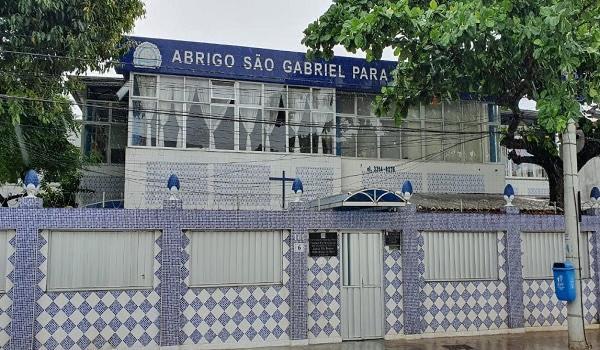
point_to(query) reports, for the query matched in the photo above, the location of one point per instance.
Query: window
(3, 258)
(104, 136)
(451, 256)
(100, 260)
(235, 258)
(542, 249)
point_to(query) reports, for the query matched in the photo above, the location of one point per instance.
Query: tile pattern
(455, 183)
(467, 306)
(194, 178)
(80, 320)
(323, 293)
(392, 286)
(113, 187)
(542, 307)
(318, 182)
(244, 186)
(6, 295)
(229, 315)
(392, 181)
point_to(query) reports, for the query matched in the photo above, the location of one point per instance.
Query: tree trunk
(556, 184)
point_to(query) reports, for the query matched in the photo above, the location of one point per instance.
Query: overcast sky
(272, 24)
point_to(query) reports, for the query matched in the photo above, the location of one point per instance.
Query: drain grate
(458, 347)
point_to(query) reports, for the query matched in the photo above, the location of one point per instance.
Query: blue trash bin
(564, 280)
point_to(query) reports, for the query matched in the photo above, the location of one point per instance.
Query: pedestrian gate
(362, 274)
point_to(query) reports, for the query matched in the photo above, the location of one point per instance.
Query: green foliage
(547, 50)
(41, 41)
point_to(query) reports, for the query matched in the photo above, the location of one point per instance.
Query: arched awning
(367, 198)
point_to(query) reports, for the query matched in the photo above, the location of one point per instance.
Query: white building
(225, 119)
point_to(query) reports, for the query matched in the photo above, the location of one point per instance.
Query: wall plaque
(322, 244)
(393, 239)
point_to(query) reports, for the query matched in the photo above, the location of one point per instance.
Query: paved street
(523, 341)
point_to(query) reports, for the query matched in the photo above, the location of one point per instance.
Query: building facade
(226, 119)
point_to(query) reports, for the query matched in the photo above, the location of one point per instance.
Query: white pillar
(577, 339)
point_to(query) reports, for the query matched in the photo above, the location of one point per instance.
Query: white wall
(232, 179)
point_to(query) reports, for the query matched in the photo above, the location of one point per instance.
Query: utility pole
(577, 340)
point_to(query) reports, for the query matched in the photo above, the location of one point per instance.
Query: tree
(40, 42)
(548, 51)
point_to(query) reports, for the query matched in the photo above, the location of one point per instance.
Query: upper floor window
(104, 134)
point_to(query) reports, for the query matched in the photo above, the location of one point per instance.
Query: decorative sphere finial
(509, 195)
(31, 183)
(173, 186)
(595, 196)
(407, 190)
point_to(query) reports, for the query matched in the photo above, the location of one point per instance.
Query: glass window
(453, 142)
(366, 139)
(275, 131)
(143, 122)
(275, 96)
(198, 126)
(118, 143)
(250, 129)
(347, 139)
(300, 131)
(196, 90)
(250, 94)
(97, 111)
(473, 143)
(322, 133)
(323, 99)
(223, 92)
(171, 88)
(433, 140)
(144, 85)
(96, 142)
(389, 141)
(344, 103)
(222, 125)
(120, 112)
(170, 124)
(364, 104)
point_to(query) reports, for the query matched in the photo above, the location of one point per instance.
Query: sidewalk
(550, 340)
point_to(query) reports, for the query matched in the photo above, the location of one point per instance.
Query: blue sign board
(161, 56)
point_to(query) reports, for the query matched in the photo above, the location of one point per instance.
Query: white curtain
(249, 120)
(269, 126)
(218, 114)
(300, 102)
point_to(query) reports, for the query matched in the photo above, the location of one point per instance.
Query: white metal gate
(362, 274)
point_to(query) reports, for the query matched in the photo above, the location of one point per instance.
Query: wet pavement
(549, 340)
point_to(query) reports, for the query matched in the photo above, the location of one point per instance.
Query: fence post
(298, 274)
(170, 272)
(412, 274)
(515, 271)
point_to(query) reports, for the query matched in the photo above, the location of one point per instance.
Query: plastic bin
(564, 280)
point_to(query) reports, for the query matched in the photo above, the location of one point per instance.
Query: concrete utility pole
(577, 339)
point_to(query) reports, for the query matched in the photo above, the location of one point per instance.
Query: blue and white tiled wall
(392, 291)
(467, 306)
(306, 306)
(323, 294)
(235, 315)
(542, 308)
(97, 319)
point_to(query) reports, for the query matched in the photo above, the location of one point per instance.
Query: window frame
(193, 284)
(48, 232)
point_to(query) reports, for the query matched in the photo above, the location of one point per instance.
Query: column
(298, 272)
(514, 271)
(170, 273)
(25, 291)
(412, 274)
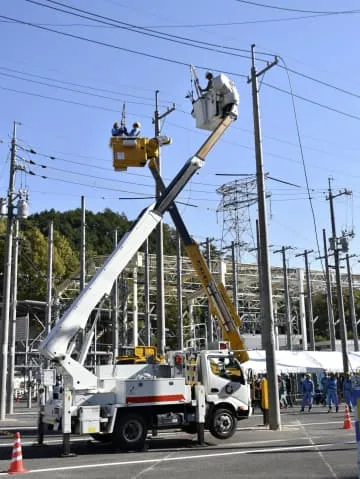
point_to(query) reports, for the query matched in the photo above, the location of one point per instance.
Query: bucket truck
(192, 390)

+ + + +

__Exercise aim__
Make an exact copy of the listing above. Do not include the pictures.

__Output__
point_to(query) reports, for the query matched in the photo above, the location of one point per instance.
Query: window
(3, 258)
(104, 136)
(451, 256)
(100, 260)
(235, 258)
(542, 249)
point_to(query) reports, for the query matched in the photo above, the location of one point per instance.
Query: tile pattern
(455, 183)
(467, 306)
(194, 178)
(80, 320)
(323, 293)
(392, 286)
(113, 187)
(542, 307)
(318, 182)
(244, 186)
(6, 295)
(229, 315)
(392, 181)
point_to(query) reports, for the query matched in the photo above, the location of one point per instance.
Query: tree trunk
(556, 184)
point_to(query) reports, for the query matched in the photo above, the location of one point per instance.
Query: overcast sky
(272, 24)
point_to(query) reports, for the query matched in the photo above, the location of one point per instance.
Query: drain grate
(458, 347)
point_to(query) reports, for the query matched in the photo above, the location of one point per instance.
Query: blue trash bin
(564, 280)
point_to(query) reports, for the query matched in the photo above, the location of one point per instance.
Query: pedestrian gate
(362, 274)
point_to(query) reports, for the query matched in the photo above, the location of one point per instance.
Query: green foliage
(547, 50)
(41, 41)
point_to(query) reports, for the query matched in the photo above, the location of one point per instance.
Query: arched awning
(367, 198)
point_to(query) reports, for the query matched in the photo above, the location of one point per instance.
Query: white building
(225, 119)
point_to(query) reports, for the query matched in the photo above, the location of one point per instance.
Query: wall plaque
(322, 244)
(393, 239)
point_to(query) reports, for the query matched in the photo above, the location of one point per instance.
Query: paved street
(523, 341)
point_to(query) reports, for the query matched in the photo above, the location of one point per instance.
Query: building facade
(226, 119)
point_to(query) reports, for the query matched in the photo above, the location of one point per instance.
Query: white pillar
(577, 339)
point_to(query) reports, for the query matched in the photo above, the location of one point per instance.
Query: white wall
(232, 179)
point_to(query) reports, for the query matched in the photo above, the location of one point per instance.
Query: utility pole
(577, 340)
point_to(query) reports, for the query matched in the photo above, the location of one point per instance.
Query: tree
(40, 42)
(548, 51)
point_to(query) reports, for the query matched in the photo above, the location of one point per instance.
Query: upper floor window
(104, 134)
point_to(query) reports, for the query matched in the photo above, the location of one point per instance.
Query: decorative sphere finial
(509, 195)
(31, 183)
(173, 186)
(595, 196)
(407, 190)
point_to(query) reports, for the query matched in the photo above, the location of one point per instance.
Query: glass window
(453, 142)
(366, 139)
(275, 131)
(143, 122)
(275, 96)
(198, 126)
(118, 143)
(250, 129)
(347, 139)
(300, 131)
(196, 90)
(250, 94)
(97, 111)
(473, 143)
(322, 133)
(323, 99)
(223, 92)
(171, 88)
(433, 140)
(144, 85)
(96, 142)
(389, 141)
(344, 103)
(222, 125)
(120, 112)
(170, 124)
(364, 104)
point_to(query) reports, for the query matched in the photo above, the location of one point per instance.
Query: sidewalk
(550, 340)
point_to(query) reports, for the query matched in the photo above, the location of one point per instance.
Query: blue sign board
(161, 56)
point_to(query) reports, for the query matched in the photo above, the location of one point per instance.
Query: white curtain
(249, 120)
(269, 126)
(218, 114)
(300, 102)
point_to(query) reports, for the query matched in the photo above, the location of one point per instance.
Query: white metal gate
(362, 274)
point_to(query) reports, for the query matched in the photo above, the location of one point per instance.
Query: wet pavement
(549, 340)
point_to(query) reports, for the query matched in the photo above, the location of one point per instance.
Query: fence post
(298, 274)
(170, 272)
(412, 274)
(515, 271)
point_to(query) reports, for the query matched in the photo above, the location of one point per instance.
Query: plastic bin
(564, 280)
point_to(query) reports, for the query matched in the photo above, the location of one point per instance.
Query: concrete utility pole
(577, 339)
point_to(query) reports, for the query matched in the photo above, the location of one point per instance.
Query: blue and white tiled wall
(392, 291)
(467, 306)
(306, 306)
(323, 294)
(235, 315)
(542, 308)
(97, 319)
point_to(query) reports, for the query matched in the photo above, the location of one point per instance.
Query: window frame
(193, 284)
(48, 232)
point_to(query) reports, for the query matched in the photo above, the location of one point per instance.
Query: column
(298, 272)
(514, 271)
(170, 273)
(25, 291)
(412, 274)
point_to(query) reports, for the query matched in the photo above, the location of one point per instance.
Query: bucket truck
(192, 390)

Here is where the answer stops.